Fragmento para leer:
▼

Por este escenario conceptual diseñado como un catálogo de tipos excesivos desfilan todos los que han preferido “desviarse” de la normalidad para asumir otras posibilidades de vida: desde los flagelantes y su vocación virginal, los mártires masoquistas, las santas estigmatizadas, el asesino pedófilo Gilles de Rais y el fantasioso libertino Sade hasta los defensores contemporáneos de los derechos de los animales y la zoofilia, pasando por los aberrantes nazis y, en especial, los verdugos responsables de los campos de concentración donde se exterminaba a los representantes de la “alteridad” sexual, racial o mental. En este elenco infame, los terroristas y los pederastas personificarían el papel de enemigos radicales de la humanidad: el afán destructivo de unos, en nombre de valores vacuos que funcionan como pretextos de sus acciones criminales, y la impiedad sacrílega de los otros respecto del nuevo objeto de veneración de la clase media dominante (la infancia) acabarían suscitando en el imaginario colectivo la misma repugnancia y el mismo terror.


De todas formas, como señala Roudinesco, tampoco el sistema capitalista escaparía al dominio de la perversión. Y más en un período de grave crisis, que, como todo el mundo sabe, sólo sirve para disciplinar a la población y someterla aún más a los duros dictados de la economía imperante. En este aspecto, acierta Roudinesco al caracterizar como perversa a la sociedad contemporánea por su profiláctica voluntad de erradicar la perversión: “tal es en la actualidad la nueva utopía de las sociedades democráticas globalizadas…borrar el mal, el conflicto, el destino, la desmesura, en provecho de un ideal de gestión tranquila de la vida orgánica”. No se me ocurre mejor ejemplo de tal perversidad terapéutica que la práctica vigente en Estados Unidos y Canadá que convierte a los así llamados “desviados sexuales” en ratas de laboratorio, sometiéndolos, con su consentimiento, a toda clase de experimentos abyectos con el fin de reorientar su deseo y curar su “rareza”. “Cuando los diversos tratamientos se revelan ineficaces, los médicos del sexo preconizan la castración”, denuncia Roudinesco.

▲

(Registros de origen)
▼

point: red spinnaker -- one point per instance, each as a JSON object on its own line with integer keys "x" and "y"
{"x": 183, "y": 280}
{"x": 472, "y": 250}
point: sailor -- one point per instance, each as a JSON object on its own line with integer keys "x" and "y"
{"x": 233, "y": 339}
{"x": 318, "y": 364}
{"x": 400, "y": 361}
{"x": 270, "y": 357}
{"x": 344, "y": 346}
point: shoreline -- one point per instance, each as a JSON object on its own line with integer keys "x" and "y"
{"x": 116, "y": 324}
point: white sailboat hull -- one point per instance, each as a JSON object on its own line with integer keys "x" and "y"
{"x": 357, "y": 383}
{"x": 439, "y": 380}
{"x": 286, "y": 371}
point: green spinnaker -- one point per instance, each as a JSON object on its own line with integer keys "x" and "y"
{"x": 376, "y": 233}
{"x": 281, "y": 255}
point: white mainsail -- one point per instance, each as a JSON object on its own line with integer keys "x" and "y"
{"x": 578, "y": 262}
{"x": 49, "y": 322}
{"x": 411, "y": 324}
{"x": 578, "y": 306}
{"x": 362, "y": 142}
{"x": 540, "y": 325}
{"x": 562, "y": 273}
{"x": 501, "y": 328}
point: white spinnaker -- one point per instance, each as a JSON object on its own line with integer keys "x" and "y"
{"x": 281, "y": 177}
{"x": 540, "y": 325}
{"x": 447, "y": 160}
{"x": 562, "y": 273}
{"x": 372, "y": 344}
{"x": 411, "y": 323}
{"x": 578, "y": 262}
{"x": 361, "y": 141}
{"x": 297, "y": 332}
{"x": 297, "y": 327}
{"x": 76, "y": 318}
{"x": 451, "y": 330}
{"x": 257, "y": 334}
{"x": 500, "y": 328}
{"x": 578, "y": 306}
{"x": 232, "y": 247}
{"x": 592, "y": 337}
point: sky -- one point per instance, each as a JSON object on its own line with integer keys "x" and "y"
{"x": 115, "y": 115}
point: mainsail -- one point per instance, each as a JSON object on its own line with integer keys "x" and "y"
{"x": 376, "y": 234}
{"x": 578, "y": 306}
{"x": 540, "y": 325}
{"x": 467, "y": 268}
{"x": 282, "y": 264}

▲

Tarea: Escribe cómo sigue el texto sobre la perversión en la sociedad actual, a partir de su última oración.

Respuesta:
Frente a esta perversión institucional asociada a la ciencia y al mito médico de la curación, la perversión individual se revela como un subterfugio patológico para acrecentar el poder normalizador sobre la sociedad, como sucede con el terrorismo y, en general, la violencia. Ya Baudrillard en La transparencia del mal y Michel Foucault, que siempre bordeó el estudio de las perversiones, habían anunciado lo que Roudinesco confirma ahora con contundencia: “Una sociedad que profesa semejante culto a la transparencia, la vigilancia y la abolición de su parte maldita es una sociedad perversa”[iii].




[i] Élisabeth Roudinesco, Nuestro lado oscuro, Anagrama, 2009.


[ii] En consonancia con lo que Michel Foucault expresa en uno de sus textos de mayor actualidad (La vida de los hombres infames), lo que denomina una modificación sustancial de la “ética inmanente del discurso literario de Occidente”: “sus funciones ceremoniales se borrarán progresivamente; ya no tendrá por objeto manifestar de forma sensible el fulgor demasiado visible de la fuerza, de la gracia, del heroísmo, del poder sino ir a buscar lo que es más difícil captar, lo más oculto, lo que cuesta más trabajo decir y mostrar, en último término lo más prohibido y lo más escandaloso”. Y añade, para rematar este concepto: “Más que cualquier otra forma de lenguaje la literatura sigue siendo el discurso de la “infamia”, a ella le corresponde decir lo más indecible, lo peor, lo más secreto, lo más intolerable, lo desvergonzado”.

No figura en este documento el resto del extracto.